--- START OF Task material ---

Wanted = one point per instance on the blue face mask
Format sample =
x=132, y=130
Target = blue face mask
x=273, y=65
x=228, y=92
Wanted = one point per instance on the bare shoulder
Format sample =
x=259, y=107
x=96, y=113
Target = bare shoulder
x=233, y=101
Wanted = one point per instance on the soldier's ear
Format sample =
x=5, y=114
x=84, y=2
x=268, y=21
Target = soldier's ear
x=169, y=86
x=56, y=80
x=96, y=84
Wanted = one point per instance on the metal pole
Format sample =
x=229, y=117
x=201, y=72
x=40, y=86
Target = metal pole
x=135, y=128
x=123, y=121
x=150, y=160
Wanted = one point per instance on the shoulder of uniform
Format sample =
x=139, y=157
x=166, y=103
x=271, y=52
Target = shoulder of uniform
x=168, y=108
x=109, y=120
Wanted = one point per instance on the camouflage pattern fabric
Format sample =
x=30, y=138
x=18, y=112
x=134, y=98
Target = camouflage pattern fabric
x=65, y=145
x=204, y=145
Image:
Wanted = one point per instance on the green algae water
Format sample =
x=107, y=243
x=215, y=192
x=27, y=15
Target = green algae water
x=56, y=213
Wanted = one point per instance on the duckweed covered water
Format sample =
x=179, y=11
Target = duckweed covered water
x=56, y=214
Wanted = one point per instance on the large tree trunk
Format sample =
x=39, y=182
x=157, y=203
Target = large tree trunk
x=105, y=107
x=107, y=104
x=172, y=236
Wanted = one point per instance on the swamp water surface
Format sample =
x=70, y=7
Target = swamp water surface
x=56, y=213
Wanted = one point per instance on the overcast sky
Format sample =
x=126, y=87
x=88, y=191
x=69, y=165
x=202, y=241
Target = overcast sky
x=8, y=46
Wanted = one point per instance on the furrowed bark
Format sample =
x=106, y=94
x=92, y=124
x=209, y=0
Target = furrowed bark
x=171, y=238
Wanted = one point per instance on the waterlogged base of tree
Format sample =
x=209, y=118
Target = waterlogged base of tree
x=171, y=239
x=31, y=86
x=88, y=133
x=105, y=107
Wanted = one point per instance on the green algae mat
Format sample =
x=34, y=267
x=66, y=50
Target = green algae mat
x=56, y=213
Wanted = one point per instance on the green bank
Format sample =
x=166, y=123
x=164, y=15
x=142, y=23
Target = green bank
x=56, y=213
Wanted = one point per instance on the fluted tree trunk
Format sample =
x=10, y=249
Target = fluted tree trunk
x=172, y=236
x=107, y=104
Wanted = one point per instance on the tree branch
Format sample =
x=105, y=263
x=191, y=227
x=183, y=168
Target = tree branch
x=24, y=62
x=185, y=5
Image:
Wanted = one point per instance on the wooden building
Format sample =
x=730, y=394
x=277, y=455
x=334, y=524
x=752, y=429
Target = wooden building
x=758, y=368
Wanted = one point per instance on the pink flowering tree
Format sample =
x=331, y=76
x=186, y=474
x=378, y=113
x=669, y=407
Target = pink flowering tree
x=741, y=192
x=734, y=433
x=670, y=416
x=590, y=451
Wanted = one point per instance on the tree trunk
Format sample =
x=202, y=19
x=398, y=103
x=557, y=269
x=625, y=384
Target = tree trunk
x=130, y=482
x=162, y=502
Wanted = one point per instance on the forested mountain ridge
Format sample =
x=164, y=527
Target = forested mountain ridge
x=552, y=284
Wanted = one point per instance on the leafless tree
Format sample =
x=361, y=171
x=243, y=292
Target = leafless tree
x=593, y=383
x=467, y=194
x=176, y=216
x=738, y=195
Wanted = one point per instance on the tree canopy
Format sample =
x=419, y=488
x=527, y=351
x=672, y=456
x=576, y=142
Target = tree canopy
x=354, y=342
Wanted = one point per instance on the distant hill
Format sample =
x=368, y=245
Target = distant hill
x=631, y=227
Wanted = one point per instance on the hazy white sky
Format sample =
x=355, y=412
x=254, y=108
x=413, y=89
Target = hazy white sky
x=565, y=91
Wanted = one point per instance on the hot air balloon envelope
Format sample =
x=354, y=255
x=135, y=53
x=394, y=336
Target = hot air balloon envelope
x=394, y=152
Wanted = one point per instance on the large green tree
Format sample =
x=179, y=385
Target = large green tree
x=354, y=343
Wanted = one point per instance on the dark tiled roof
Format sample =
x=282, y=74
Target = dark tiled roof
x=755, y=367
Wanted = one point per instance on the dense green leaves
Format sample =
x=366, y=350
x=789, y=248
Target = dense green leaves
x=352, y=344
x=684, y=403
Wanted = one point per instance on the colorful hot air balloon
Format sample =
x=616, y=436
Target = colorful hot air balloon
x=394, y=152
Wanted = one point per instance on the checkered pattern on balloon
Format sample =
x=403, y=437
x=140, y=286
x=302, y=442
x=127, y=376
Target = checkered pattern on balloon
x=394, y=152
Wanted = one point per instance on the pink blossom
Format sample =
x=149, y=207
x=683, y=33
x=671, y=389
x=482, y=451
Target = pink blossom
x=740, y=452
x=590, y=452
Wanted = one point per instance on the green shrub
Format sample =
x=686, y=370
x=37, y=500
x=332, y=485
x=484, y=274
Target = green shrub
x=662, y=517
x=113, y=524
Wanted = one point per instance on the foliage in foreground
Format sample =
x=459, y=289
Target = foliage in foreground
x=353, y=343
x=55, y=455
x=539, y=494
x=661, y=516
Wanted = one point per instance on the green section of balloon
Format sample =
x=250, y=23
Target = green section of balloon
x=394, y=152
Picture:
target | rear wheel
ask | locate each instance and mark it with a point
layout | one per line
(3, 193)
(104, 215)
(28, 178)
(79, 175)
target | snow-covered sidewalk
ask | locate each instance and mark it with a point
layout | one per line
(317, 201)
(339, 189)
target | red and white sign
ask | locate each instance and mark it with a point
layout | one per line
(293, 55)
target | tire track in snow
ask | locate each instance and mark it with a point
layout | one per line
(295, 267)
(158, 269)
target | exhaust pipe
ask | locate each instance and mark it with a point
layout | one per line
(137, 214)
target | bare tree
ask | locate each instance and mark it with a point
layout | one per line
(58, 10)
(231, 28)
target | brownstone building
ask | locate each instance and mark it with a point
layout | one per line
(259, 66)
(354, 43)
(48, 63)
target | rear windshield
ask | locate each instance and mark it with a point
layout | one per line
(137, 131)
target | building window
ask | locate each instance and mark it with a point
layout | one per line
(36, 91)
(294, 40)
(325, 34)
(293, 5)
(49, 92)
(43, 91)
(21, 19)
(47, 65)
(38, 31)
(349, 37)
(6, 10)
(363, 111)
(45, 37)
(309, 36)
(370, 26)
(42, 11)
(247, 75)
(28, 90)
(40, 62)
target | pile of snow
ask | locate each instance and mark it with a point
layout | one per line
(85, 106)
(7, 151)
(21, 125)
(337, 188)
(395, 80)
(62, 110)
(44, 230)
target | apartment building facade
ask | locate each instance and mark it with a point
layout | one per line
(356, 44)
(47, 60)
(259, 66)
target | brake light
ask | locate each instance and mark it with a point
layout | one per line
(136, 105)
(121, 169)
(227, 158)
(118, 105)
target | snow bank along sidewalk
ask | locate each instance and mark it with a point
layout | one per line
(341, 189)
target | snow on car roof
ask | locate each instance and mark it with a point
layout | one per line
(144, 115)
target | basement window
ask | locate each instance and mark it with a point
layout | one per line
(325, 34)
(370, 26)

--- END OF Task material ---

Challenge: Write out once more the lines above beginning at the line with "target | exhaust pipe"; continue through the final line and stop there.

Finished exercise:
target | exhaust pipe
ask | locate each instance and mark it with a point
layout | one per line
(137, 214)
target | bare tree
ask | locate each instance and mark it with a point
layout | one per line
(58, 10)
(231, 28)
target | brownstone building
ask | locate each instance and mark it with a point
layout | one per line
(259, 66)
(354, 43)
(48, 63)
target | rear windshield
ask | locate each instance and mark it with a point
layout | one per line
(137, 131)
target | building window
ask | locate each instance and mark it with a point
layout | one per line
(36, 91)
(294, 40)
(325, 34)
(293, 5)
(49, 92)
(43, 91)
(21, 19)
(47, 65)
(38, 31)
(349, 37)
(6, 10)
(363, 111)
(45, 37)
(309, 36)
(370, 26)
(42, 11)
(247, 75)
(28, 90)
(40, 62)
target | pile of snow
ask | locate each instance and mark it with a point
layout | one per line
(85, 106)
(7, 151)
(21, 125)
(337, 188)
(395, 80)
(62, 110)
(44, 230)
target | apartment building facade
ask | locate each instance and mark it with a point
layout | one per line
(356, 44)
(47, 60)
(259, 66)
target | brake light
ask | locate each instance and mark it with a point
layout | one per line
(136, 105)
(121, 169)
(227, 158)
(118, 105)
target | snow bank along sidewalk
ask | locate each instance and mark it with a point
layout | one per line
(341, 189)
target | snow on car roof
ask | locate each instance and mark it with a point
layout | one per line
(144, 115)
target | basement window
ask | locate each instance and mark it with a point
layout | one per line
(325, 34)
(370, 26)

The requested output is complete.